━━━ MATERIALS PROVIDED

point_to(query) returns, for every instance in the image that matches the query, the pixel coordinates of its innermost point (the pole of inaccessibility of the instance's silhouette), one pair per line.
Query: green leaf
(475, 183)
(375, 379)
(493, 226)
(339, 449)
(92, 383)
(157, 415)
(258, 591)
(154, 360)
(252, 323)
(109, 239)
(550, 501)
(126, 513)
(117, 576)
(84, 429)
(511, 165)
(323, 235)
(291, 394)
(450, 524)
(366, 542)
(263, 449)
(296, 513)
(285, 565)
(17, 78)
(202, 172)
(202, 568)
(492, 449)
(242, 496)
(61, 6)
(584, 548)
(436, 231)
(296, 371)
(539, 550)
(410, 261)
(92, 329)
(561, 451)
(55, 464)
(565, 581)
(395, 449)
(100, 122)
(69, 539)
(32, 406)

━━━━━━

**EXERCISE DETAILS**
The full set of entries must be transcribed exactly.

**RESULT OF THE TASK**
point_to(query) returns, for every instance in the image that matches the query, the pixel coordinates of its innermost point (the pole of inaccessibility of the instance's silhouette), one pair per line.
Query: green leaf
(475, 183)
(375, 379)
(493, 226)
(339, 449)
(92, 383)
(157, 415)
(258, 591)
(154, 360)
(252, 323)
(109, 239)
(550, 501)
(126, 513)
(117, 576)
(84, 429)
(511, 165)
(323, 235)
(291, 394)
(450, 524)
(366, 542)
(263, 449)
(296, 513)
(285, 565)
(17, 78)
(202, 172)
(202, 568)
(492, 449)
(242, 496)
(61, 6)
(584, 548)
(436, 231)
(296, 371)
(539, 550)
(410, 261)
(92, 329)
(561, 451)
(55, 464)
(565, 581)
(395, 449)
(100, 122)
(69, 539)
(32, 406)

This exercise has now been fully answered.